### Dataset records
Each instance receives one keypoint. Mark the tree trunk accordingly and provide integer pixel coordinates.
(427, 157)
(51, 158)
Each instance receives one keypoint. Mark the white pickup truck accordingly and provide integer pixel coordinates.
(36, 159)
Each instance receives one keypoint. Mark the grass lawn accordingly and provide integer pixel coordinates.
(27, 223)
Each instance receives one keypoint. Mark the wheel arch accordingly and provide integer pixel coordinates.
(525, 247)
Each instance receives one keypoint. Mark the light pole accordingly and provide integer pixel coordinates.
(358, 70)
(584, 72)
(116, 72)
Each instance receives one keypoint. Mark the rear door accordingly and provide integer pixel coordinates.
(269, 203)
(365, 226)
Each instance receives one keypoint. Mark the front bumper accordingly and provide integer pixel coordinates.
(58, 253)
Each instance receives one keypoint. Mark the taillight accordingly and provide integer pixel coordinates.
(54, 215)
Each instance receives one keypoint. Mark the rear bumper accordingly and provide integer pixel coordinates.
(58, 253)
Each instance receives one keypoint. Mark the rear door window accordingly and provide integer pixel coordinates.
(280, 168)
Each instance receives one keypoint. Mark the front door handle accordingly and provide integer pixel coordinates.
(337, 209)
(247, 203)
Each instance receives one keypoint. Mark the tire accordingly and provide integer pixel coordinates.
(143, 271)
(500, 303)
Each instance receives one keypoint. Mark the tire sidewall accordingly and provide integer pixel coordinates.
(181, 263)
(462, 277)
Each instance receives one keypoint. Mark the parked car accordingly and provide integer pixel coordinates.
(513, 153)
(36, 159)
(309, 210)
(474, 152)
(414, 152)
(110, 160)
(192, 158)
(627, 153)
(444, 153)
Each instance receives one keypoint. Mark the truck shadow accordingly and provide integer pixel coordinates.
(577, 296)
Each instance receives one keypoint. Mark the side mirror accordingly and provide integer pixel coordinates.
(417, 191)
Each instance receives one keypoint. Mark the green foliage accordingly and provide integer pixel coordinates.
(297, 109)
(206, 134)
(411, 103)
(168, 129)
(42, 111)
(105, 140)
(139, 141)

### What you have to do
Quote every entry above verbatim, in its original order.

### Written answer
Each instance receives one keypoint. Mark the tree trunk accordingly and provide integer pixel coordinates.
(427, 157)
(51, 158)
Each instance receives one keypoint. Mark the white pickup truck accordingly and provide integer pixel coordinates.
(36, 159)
Each instance receives one keypoint. Mark the grass lawn accordingly and provide integer pixel coordinates.
(27, 223)
Each instance receives one keypoint. Mark the wheel arch accordingly and provide integer pixel coordinates.
(525, 247)
Each instance receives one keypoint. Mark the light pole accordingly and provide integer pixel coordinates.
(358, 70)
(584, 72)
(116, 72)
Each instance receives one keypoint. Mark the rear door accordingly and provide integer pixel coordinates.
(269, 203)
(365, 226)
Each instance receives one keypoint. Mark the front bumper accordingly and provide integer pixel coordinates.
(58, 253)
Each instance receives one keypoint. Mark the taillight accordingly and provide integer pixel coordinates.
(54, 215)
Each instance receives one keypoint. Mark the rear bumper accordingly and provide integer pixel coordinates.
(58, 253)
Each instance receives one keypoint. Mark the rear door window accordingly and provide integer pixel coordinates.
(280, 168)
Each instance receives one keypoint. Mark the front door handle accordingly and provide integer pixel coordinates.
(337, 209)
(247, 203)
Each instance receives one keypoint. Mark the tire accordingly and provide integer pixel coordinates.
(143, 271)
(500, 303)
Each instance receives one keypoint. Mark the tire sidewall accordingly and provide integer pixel coordinates.
(181, 263)
(462, 277)
Each instance receives one keypoint. Mark the parked car accordingly and provide integer pixel coordinates.
(513, 153)
(36, 159)
(309, 210)
(474, 152)
(414, 152)
(110, 160)
(192, 158)
(627, 153)
(444, 153)
Each instance receives one keypoint. Mark the truck shadow accordingly and provide integer pixel coordinates.
(577, 296)
Each instance receives one keypoint. Mark the side mirror accordingly and provide integer pixel coordinates.
(417, 191)
Each instance receives one keypoint. Mark the green foliage accordingly and provide integer pixel coordinates.
(297, 109)
(206, 134)
(411, 103)
(168, 129)
(42, 111)
(105, 140)
(139, 141)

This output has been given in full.